DEINE AUFGABE
Führe den Text über Tobias' Stammzellenspende im Anschluss an seinen letzten Satz weiter.

TEXT
■ ■ ■

Ein Gefühl, das bleibt
Als die Entnahme endet, fällt eine große Last von ihm ab. Tobias ist erschöpft – aber erfüllt. „Ich war stolz. Wirklich stolz, dass ich das für einen fremden Menschen getan habe.“ Gleichzeitig weiß er, wie dramatisch wichtig seine Entscheidung war: Sobald ein Patient auf eine Stammzellenspende vorbereitet wird, zerstört die aggressive Chemotherapie dessen eigenes Immunsystem. Wenn der Spender dann abspringt, bedeutet das für den Patienten den sicheren Tod. Diese Wahrheit macht Tobias still – aber auch sicher, das Richtige getan zu haben.
Getragen von einer starken Gemeinschaft
Eines berührt Tobias bis heute besonders: die Unterstützung seines gesamten Umfelds. Für die Spende musste er sieben volle Dienste ersetzen – ein fast unmögliches Unterfangen in einem zwei Monate im Voraus geplanten Dienstplan. Doch nach einer Mail seines Vorgesetzten an den Wachverteiler passiert etwas Beeindruckendes: 20 Kolleginnen und Kollegen – Haupt- und Ehrenamtliche, sogar Studierende – melden sich freiwillig, um Dienste zu übernehmen. Einer bot sogar an, seinen Urlaub abzubrechen. Tobias ist bewegt: „Mein ganzes Umfeld hat mir gezeigt, dass ich das Richtige tue.“
Eine Spende, die mehr verändert als ein Leben
Für Tobias ist klar: Er hat nicht nur einem anderen Menschen eine neue Chance gegeben. Die Erfahrung hat auch ihn selbst verändert. Sie zeigt ihm, wie viel Mut, Solidarität und Mitmenschlichkeit erreichen können. Und wie wichtig es ist, dass möglichst viele Menschen bereit sind, Stammzellen zu spenden. Tobias’ Botschaft ist daher eindeutig: „Man kann damit ein Leben retten. Und wer weiß: Vielleicht freut man sich eines Tages selber, dass es da draußen jemanden gibt, der einem helfen kann!“
So können auch Sie Stammzellenspender werden
1. Registrierung
Jede gesunde Person zwischen 17 und 45 Jahren kann sich registrieren lassen. Spenden ist bis zum 60. Lebensjahr möglich.

■ ■ ■

AUSZÜGE AUS DATENSÄTZEN
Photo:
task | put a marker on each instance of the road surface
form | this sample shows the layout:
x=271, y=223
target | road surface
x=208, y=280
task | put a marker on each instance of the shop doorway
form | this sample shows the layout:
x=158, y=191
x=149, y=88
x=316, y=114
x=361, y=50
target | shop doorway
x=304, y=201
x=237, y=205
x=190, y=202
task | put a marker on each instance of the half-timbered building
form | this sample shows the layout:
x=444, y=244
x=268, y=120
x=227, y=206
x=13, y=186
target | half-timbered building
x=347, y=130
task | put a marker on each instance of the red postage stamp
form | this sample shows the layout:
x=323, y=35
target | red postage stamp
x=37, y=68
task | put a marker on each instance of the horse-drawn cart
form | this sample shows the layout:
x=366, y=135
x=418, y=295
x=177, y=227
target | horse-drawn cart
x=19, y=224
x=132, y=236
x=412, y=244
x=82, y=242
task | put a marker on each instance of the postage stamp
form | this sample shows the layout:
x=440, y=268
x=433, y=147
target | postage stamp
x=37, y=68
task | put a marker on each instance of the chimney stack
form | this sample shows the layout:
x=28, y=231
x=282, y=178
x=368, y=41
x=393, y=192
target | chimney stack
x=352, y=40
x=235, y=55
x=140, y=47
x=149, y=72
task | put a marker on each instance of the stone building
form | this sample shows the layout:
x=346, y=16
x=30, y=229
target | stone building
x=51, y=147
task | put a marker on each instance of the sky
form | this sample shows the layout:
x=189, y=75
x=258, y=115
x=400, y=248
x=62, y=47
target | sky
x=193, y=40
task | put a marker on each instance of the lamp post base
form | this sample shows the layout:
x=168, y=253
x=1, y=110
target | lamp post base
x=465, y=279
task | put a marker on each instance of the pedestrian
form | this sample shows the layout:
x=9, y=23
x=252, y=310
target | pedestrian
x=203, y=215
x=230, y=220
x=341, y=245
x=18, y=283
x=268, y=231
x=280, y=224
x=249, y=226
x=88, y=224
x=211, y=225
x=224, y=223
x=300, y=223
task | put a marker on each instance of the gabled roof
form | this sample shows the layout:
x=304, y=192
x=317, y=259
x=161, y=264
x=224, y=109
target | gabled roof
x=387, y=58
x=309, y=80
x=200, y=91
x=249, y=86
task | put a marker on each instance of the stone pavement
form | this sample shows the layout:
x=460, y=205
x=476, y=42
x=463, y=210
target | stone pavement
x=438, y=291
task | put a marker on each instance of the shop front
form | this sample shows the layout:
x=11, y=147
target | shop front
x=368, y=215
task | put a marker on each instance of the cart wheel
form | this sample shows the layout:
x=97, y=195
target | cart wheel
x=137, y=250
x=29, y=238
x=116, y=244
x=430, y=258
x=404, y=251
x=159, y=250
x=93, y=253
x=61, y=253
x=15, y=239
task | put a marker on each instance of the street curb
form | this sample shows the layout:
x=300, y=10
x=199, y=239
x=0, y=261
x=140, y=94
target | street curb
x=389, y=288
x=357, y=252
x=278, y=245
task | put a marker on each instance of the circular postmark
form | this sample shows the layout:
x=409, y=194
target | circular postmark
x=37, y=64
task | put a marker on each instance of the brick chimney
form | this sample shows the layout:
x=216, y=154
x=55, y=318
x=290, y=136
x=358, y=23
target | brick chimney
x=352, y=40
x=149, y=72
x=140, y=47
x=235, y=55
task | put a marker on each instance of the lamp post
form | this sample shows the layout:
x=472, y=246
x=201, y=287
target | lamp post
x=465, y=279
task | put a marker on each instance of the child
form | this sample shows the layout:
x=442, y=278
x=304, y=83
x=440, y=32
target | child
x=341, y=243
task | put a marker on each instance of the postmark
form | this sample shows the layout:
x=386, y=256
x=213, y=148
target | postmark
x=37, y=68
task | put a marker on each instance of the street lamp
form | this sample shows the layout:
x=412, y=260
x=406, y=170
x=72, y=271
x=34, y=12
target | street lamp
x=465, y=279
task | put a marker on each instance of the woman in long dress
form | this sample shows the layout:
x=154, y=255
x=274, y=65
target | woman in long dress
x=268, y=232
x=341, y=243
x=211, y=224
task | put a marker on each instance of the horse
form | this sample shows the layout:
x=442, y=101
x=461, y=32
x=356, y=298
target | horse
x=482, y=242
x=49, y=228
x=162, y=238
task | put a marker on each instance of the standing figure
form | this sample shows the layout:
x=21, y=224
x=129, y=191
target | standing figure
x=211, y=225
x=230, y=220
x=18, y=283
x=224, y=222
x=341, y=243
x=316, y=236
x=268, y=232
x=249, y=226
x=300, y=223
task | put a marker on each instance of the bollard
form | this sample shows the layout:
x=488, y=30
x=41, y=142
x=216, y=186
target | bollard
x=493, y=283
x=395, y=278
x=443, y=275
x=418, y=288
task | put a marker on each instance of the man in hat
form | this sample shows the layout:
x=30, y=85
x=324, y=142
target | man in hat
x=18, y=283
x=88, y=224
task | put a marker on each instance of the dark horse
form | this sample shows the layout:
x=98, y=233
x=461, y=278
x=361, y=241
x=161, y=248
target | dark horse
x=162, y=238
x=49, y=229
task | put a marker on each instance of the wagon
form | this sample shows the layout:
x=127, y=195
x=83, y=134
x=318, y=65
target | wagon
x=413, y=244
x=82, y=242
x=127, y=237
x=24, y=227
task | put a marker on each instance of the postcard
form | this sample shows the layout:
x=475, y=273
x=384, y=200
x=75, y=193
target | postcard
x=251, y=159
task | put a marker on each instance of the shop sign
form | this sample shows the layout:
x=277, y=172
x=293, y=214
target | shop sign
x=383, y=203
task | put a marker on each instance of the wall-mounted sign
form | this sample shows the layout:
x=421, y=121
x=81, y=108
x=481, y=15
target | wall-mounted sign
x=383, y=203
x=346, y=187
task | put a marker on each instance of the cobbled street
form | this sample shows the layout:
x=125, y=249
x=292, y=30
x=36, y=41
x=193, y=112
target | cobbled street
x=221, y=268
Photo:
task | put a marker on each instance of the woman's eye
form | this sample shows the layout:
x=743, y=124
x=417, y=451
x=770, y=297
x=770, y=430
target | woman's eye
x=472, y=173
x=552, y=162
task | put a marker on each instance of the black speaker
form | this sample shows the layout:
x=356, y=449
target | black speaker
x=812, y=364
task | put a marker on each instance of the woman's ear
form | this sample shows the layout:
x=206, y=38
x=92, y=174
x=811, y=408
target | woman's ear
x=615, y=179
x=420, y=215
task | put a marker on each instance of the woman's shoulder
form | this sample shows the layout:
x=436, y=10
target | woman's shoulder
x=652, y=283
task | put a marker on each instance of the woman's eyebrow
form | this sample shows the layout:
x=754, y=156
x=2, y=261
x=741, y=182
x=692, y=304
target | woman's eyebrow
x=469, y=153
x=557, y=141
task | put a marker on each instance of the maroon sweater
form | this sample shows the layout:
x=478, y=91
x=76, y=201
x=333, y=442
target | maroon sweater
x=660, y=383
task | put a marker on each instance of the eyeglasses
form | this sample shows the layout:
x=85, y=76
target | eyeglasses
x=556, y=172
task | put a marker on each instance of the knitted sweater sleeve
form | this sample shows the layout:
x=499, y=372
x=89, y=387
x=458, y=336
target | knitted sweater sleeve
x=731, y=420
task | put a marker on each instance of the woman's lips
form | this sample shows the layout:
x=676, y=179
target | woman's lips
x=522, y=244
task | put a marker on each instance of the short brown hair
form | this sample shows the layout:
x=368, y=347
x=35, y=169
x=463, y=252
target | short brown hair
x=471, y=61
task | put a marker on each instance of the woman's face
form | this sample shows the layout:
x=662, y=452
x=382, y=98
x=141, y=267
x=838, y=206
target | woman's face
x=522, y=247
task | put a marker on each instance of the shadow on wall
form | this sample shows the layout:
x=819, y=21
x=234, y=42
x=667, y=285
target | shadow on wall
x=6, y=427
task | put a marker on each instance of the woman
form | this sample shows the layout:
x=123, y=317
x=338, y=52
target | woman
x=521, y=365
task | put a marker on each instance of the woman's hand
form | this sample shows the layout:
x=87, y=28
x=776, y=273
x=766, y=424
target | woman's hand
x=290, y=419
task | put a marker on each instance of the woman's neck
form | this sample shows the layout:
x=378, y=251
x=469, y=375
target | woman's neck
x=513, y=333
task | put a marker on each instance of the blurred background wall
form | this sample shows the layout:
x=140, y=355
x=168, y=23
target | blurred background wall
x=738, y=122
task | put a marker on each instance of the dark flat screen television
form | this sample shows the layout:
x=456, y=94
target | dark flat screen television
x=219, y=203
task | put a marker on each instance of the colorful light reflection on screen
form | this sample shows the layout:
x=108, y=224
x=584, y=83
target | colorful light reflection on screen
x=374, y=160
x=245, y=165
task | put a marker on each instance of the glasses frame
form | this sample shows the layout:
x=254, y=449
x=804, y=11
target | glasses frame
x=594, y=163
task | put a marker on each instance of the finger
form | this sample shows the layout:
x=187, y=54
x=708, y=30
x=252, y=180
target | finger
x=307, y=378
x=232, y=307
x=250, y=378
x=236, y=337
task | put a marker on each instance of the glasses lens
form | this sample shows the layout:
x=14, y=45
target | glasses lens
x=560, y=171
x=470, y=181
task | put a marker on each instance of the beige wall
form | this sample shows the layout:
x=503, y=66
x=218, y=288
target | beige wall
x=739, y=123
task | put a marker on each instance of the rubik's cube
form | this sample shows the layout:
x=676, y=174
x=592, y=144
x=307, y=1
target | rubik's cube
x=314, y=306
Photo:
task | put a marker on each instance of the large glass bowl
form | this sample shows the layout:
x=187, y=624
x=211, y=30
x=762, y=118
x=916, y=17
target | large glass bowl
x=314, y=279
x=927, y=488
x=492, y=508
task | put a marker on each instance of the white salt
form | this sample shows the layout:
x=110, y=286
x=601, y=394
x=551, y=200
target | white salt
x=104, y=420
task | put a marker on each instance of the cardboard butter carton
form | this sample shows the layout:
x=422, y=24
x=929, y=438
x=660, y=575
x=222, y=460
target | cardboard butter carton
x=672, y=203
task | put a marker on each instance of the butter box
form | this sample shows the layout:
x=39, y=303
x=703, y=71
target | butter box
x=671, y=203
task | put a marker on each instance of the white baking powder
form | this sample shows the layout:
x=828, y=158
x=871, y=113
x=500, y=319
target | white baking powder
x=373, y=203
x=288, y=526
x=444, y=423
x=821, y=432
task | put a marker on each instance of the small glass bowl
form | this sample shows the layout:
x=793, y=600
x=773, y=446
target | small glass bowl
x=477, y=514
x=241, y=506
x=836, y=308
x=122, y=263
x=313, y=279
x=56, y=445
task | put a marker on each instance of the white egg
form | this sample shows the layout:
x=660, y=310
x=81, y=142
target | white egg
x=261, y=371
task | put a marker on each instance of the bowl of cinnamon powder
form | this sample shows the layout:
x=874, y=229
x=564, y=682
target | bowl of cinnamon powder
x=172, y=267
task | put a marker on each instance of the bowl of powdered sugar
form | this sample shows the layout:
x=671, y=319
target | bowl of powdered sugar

■ ■ ■

LÖSUNG DER AUFGABE
2. Kosten
Die Registrierung ist vollständig kostenlos.
3. Ablauf der Typisierung
Die Gewebeprobe wird über einen Wangenabstrich entnommen. Dabei werden Tupfer über die Innenseite der Wangen geführt, um Zellen der Mundschleimhaut zu sammeln.
4. Typisierungsaktionen in Bayern
Die Stiftung AKB organisiert regelmäßig Aktionen im gesamten Freistaat. Termine werden stetig aktualisiert.
5. Weitere Informationen
Mehr unter den offiziellen Webseiten von DKMS und AKB.
Wenn Menschlichkeit den Unterschied macht
Die Geschichte von Tobias Kolb zeigt eindrucksvoll, wie sehr eine einzelne Entscheidung das Leben eines anderen – und das eigene – verändern kann. Sie erinnert daran, dass Mut und Hilfsbereitschaft manchmal nicht laut, sondern still und entschlossen daherkommen. Und dass echte Menschlichkeit nicht in großen Gesten liegt, sondern in der Bereitschaft, für jemanden da zu sein, den man nicht kennt.